#### WHAT YOU ARE ASKED TO DO
Please give the whole piece on Anglophilia again, word for word.
──────── EXTRACT TO READ
July 24, 2009

Anglophilia and other social diseases, part I

I'm always surprised when people assume that because I studied and taught English, I must be an Anglophile. For one thing, lots of people study "English" without spending a whole lot of time reading English literature; lots of undergraduate English programs are set up to facilitate that--for better or worse.

Anyhow, if I remember correctly, I wrote my dissertation on some books written by an Irish writer ... and even though he was born a British subject and--correct me if I'm wrong--remained one by choice until (and presumably after) his death, he certainly wasn't English. Most 20th century British literature worth reading is likewise not precisely English.

So ... I haven't been to too many exotic and foreign places, and certainly the UK is someplace I'd like to visit, but I don't expect to love it exactly. I don't feel drawn there or anything. I just don't get that--it's not like I'd get to live in any of the books I've come to know and love of the years.
────────────────
──────── LISTED ENTRIES
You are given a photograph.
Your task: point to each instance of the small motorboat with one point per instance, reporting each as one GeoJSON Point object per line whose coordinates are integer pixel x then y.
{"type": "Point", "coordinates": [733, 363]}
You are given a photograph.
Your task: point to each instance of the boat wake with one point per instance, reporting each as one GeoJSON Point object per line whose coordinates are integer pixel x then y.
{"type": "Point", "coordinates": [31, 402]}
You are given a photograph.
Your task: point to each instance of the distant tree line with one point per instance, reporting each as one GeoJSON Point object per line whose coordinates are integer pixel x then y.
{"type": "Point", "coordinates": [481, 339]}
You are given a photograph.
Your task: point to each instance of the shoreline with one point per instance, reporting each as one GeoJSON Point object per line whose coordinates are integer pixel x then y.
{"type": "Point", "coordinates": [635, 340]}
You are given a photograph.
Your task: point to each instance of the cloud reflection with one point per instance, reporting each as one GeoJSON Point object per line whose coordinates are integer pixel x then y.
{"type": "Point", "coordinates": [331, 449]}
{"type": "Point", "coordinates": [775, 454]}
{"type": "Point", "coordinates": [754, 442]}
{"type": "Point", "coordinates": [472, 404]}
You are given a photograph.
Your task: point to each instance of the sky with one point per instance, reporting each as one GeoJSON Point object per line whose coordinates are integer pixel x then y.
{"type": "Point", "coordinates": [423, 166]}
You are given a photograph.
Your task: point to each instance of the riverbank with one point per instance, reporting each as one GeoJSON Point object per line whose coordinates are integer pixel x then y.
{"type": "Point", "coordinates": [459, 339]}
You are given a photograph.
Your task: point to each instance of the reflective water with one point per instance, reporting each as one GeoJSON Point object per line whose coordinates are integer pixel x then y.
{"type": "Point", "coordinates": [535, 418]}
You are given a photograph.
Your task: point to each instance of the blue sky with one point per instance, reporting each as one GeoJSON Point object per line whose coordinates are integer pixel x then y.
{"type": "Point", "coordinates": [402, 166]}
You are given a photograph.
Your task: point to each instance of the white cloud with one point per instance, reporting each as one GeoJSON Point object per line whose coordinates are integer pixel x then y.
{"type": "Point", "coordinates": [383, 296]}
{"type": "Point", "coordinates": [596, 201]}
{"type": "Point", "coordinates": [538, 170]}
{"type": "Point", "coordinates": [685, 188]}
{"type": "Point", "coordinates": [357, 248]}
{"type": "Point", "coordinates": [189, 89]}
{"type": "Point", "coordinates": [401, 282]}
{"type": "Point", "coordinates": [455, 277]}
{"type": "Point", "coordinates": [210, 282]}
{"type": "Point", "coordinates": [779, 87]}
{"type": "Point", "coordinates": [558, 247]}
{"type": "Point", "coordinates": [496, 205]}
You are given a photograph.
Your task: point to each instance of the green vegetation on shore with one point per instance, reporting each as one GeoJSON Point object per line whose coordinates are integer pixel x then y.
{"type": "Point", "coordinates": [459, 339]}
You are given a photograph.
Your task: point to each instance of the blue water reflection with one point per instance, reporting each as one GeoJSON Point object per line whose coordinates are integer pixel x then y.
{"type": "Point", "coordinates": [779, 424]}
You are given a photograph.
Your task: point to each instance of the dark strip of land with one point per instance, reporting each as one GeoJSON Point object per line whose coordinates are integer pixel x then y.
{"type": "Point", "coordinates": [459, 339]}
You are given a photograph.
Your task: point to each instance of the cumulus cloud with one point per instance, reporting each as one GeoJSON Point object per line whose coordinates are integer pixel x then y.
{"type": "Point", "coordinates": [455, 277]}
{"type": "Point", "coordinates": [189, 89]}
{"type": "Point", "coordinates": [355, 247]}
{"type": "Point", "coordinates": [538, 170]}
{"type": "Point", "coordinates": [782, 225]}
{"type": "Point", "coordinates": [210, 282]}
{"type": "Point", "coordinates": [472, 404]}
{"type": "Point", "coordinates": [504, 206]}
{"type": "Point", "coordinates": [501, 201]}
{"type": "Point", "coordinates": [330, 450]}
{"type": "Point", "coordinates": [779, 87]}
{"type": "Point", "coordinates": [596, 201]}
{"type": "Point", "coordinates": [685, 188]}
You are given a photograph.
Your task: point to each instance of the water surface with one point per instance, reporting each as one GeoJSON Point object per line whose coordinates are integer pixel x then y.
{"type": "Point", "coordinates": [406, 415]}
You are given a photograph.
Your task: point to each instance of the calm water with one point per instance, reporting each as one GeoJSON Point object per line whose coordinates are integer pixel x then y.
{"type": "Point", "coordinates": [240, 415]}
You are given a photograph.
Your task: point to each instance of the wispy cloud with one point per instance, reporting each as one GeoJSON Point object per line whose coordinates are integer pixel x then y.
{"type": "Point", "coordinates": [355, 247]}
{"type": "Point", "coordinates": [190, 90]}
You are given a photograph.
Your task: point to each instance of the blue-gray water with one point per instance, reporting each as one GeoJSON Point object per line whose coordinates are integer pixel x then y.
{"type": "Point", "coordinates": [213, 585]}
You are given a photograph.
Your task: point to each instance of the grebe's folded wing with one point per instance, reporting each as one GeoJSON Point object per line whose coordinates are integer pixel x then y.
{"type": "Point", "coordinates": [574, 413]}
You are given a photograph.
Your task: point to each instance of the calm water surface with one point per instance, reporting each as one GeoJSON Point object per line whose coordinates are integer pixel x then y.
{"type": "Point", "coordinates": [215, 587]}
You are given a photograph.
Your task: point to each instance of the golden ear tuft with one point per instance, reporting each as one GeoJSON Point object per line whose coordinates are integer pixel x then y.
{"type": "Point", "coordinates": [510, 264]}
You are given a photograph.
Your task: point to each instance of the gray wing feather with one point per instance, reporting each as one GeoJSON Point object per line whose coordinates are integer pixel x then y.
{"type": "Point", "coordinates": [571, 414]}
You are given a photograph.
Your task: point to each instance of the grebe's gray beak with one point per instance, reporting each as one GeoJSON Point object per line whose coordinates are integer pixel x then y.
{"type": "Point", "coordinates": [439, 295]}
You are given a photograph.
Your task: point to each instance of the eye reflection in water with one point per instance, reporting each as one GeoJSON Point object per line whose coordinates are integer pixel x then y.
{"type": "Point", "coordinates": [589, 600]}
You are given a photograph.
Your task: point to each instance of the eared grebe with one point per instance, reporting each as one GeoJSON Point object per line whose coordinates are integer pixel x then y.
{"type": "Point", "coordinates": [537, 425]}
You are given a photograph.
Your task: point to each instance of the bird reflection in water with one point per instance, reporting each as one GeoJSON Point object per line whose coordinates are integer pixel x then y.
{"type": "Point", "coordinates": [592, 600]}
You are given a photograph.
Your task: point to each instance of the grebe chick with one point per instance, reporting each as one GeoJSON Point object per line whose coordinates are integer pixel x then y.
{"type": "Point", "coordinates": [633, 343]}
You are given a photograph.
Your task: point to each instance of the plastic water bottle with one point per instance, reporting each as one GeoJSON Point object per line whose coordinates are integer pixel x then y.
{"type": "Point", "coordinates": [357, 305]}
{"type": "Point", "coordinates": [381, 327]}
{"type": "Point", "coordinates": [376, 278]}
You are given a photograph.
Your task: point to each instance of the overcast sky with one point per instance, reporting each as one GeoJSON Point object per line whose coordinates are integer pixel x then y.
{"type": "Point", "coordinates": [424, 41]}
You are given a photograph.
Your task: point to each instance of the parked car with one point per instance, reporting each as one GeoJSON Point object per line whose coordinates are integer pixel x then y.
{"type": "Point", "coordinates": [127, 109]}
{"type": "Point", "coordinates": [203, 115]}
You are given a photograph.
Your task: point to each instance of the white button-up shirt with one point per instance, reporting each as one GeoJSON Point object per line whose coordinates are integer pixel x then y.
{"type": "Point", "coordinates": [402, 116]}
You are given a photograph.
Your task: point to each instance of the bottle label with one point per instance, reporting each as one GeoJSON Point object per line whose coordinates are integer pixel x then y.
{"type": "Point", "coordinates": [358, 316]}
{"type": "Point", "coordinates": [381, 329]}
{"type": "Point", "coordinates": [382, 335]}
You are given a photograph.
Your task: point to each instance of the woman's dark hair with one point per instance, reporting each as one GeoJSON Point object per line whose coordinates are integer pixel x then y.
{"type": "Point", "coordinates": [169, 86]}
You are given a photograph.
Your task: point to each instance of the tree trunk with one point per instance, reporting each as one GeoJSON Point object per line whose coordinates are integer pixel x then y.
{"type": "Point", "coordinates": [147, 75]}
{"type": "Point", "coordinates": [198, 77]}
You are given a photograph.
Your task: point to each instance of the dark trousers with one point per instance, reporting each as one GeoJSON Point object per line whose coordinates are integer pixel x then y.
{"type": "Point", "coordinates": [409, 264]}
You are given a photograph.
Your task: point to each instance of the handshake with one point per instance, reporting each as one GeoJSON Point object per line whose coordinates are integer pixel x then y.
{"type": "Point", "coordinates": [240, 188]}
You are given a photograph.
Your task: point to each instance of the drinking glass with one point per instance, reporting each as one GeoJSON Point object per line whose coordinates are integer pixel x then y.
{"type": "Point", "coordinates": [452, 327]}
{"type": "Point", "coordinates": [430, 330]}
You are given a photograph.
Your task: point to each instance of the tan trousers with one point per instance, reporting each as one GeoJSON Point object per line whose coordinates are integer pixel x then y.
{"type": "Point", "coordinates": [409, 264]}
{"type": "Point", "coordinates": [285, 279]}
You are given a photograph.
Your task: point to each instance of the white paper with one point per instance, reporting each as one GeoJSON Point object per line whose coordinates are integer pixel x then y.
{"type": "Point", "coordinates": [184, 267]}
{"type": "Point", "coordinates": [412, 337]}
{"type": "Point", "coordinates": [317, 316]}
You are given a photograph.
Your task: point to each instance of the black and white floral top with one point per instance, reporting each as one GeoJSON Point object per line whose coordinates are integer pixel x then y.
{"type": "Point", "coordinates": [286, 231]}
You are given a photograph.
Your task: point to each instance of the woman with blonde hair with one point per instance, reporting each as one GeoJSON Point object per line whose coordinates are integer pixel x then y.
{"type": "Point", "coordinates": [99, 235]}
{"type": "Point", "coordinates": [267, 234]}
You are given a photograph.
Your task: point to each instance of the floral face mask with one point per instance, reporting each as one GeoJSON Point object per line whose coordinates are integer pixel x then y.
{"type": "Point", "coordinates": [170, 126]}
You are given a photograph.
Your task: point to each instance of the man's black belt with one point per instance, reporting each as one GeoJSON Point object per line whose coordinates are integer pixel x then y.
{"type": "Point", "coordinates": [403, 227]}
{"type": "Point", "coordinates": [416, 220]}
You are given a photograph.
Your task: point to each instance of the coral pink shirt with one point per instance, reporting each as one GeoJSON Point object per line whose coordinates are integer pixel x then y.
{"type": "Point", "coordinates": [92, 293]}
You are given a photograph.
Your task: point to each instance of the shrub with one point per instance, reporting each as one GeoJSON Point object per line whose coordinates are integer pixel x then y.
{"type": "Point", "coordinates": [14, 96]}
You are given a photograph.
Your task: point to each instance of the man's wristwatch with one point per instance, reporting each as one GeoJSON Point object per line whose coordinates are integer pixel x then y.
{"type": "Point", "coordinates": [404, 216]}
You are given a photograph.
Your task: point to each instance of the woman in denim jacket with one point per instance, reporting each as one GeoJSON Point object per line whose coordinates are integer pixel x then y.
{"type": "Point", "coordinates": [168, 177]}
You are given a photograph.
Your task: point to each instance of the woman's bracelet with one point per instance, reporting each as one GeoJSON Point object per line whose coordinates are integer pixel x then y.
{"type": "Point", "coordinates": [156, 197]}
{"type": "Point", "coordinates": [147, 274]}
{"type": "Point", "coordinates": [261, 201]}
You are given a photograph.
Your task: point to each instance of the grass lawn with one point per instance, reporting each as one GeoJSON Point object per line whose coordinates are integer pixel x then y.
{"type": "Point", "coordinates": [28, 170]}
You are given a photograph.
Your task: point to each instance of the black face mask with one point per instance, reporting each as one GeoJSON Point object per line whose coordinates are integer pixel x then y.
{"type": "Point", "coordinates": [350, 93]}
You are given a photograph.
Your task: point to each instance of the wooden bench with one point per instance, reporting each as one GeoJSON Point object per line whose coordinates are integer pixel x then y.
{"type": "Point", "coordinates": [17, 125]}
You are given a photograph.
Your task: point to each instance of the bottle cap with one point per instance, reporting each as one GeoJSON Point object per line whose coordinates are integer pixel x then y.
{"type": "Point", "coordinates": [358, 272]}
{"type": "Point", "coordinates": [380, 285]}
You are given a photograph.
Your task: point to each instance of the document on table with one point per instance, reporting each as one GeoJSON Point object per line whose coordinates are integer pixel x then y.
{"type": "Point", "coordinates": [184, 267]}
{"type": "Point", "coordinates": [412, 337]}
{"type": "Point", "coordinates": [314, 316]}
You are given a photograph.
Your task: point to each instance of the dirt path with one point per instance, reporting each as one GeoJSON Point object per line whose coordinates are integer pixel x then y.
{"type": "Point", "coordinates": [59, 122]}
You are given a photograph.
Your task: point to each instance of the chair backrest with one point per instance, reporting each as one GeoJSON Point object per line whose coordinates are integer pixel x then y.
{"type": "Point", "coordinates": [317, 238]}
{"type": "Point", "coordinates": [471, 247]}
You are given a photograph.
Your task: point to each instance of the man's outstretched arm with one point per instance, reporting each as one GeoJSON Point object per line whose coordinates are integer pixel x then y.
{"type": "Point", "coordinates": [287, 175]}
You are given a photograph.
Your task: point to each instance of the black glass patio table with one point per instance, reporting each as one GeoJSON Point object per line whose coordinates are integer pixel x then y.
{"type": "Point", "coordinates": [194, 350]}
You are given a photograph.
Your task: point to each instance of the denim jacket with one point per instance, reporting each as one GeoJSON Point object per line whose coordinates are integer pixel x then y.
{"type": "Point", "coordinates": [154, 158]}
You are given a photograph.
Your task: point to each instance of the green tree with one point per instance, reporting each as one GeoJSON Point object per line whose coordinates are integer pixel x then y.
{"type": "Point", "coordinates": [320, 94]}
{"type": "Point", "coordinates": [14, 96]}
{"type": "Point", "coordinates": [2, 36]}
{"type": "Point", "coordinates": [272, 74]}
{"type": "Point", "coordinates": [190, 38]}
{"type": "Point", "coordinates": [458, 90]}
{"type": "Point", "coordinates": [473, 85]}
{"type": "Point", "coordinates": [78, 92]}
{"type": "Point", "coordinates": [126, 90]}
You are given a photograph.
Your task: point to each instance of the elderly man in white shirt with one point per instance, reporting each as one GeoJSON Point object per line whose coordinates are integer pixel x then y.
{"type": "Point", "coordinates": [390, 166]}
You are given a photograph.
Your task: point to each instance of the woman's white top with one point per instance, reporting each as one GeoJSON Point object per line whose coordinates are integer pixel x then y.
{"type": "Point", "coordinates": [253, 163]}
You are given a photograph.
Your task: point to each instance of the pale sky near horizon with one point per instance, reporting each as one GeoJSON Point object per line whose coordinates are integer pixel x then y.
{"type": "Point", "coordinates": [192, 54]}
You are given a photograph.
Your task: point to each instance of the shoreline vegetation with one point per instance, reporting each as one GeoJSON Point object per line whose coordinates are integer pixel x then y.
────────────────
#### RESPONSE BELOW
July 24, 2009

Anglophilia and other social diseases, part I

I'm always surprised when people assume that because I studied and taught English, I must be an Anglophile. For one thing, lots of people study "English" without spending a whole lot of time reading English literature; lots of undergraduate English programs are set up to facilitate that--for better or worse.

Anyhow, if I remember correctly, I wrote my dissertation on some books written by an Irish writer ... and even though he was born a British subject and--correct me if I'm wrong--remained one by choice until (and presumably after) his death, he certainly wasn't English. Most 20th century British literature worth reading is likewise not precisely English.

So ... I haven't been to too many exotic and foreign places, and certainly the UK is someplace I'd like to visit, but I don't expect to love it exactly. I don't feel drawn there or anything. I just don't get that--it's not like I'd get to live in any of the books I've come to know and love of the years.